▶ SHORT EXERCISE:
Copy every one of the rows below word for word, keeping the lines in their original order.

==== MATERIAL FOR THIS EXERCISE

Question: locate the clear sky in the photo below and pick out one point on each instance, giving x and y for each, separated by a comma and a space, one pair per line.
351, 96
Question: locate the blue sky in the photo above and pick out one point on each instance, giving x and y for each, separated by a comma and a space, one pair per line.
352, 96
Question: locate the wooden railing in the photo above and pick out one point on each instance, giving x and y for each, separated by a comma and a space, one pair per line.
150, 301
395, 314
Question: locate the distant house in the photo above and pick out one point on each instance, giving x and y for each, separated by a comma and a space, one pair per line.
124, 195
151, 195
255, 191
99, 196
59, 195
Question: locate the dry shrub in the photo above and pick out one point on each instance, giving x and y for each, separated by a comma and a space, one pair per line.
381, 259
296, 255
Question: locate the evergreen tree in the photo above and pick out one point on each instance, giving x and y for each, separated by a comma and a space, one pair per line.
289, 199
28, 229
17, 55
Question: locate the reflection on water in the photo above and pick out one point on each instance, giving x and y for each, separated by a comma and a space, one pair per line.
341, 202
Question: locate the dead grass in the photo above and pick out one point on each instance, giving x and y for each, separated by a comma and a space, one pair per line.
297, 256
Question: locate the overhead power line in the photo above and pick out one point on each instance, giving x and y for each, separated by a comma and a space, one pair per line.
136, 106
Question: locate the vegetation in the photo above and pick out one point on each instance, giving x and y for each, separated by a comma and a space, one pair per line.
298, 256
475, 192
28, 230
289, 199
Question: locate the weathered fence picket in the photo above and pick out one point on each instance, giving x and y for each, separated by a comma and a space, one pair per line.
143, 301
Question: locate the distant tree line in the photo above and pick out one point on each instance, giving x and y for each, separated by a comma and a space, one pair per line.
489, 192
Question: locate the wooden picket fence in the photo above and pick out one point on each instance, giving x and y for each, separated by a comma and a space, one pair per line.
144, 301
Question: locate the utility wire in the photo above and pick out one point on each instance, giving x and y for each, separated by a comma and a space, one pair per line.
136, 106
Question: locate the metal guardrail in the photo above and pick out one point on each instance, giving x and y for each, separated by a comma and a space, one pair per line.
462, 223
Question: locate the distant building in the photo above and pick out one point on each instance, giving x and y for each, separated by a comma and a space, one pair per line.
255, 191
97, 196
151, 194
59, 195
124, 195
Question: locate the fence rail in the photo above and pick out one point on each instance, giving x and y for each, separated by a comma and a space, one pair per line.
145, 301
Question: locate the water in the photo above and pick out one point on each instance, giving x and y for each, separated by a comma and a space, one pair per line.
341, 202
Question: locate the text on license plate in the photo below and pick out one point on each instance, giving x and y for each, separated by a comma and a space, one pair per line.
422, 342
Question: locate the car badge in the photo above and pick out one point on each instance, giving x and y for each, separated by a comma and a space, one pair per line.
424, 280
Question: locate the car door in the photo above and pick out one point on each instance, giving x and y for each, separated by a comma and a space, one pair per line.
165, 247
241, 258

========

▶ SOLVED EXERCISE:
Question: locate the clear sky in the photo below and pick out one point on each instance, giving x and y for each, separated by a comma and a space, one pair per line.
351, 96
Question: locate the blue sky in the photo above and pick out one point on each instance, giving x and y for each, separated by a comma and a space, one pair per line.
352, 96
Question: locate the wooden railing in the photo above and pick out one point on each instance, giving x and y for each, separated by a comma and a space, one pair per line.
150, 301
395, 314
Question: locate the distant house in the photo above and pick out one point on each instance, giving x and y for each, separated by a comma and a space, one pair per line.
124, 195
151, 195
255, 191
99, 196
59, 195
Question: locate the dry shrub in the photo above and pick out one point on each instance, giving x and y for each, separated by a comma and a space, one pair per line.
381, 259
296, 255
Question: locate the evergreen tree in the photo above and pick out one point on each instance, giving x and y for each, separated by a comma and a space, one pair per line.
289, 199
28, 229
17, 55
Question: locate the reflection on water in the photo above and pick out one point on each instance, giving x and y for each, separated by a comma and a space, one pair per line.
341, 202
Question: locate the dead grass in the photo above and pick out one point on each instance, giving x and y for each, separated by a comma and a space, one pair per line.
297, 256
Question: locate the overhead power line in the photo above and pick out one point on each instance, giving x and y for each, separated by a comma and a space, one pair per line.
136, 106
Question: locate the vegetation in the photo above and pick out one point on each instance, giving x and y for each, separated by a comma and a space, one pair per line.
298, 256
475, 192
28, 230
289, 199
Question: locate the weathered fence picket in the photo above and pick out one point on each instance, giving x and y for each, separated by a comma and a space, one pair per line.
143, 301
Question: locate the distant tree line in the photo above and pick out one point on each instance, giving x and y for each, separated by a comma and a space, one pair per line.
489, 192
Question: locate the wooden picket fence in the photo above and pick out one point on each instance, giving x and y for each, separated by a comma and a space, one pair per line.
144, 301
Question: locate the utility wire in the photo above and pick out one point on each instance, giving x and y for each, separated by a comma and a space, one pair per line.
136, 106
Question: locate the metal guardrail in the photo above and pick out one point on each instance, giving x and y for each, separated by a comma and a space, one pair per line.
462, 223
Question: locate the distant building in the photo above and pick out one point on each instance, giving x and y for each, separated by a comma and a space, one pair per line.
255, 191
97, 196
151, 194
59, 195
124, 195
Question: locate the fence rail in the photo above and pick out one point on each instance, giving x and y for each, separated by a comma and a space, one pair per line.
145, 301
Question: locate the water in the photo above and pick out one point on each instance, giving x and y for each, separated by a comma and a space, one pair per line.
341, 202
Question: locate the text on license plate in the photo below and pick out one point on each instance, giving x and y for each, separated by a comma and a space, one pair per line.
422, 342
Question: locate the car badge in the photo above and pick out one point on each instance, giving x and y for each, separated by a comma and a space, one pair per line.
424, 280
Question: locate the car door in the photo above and pick out one point on each instance, giving x and y for each, separated by a comma and a space, one pair per line.
165, 247
241, 258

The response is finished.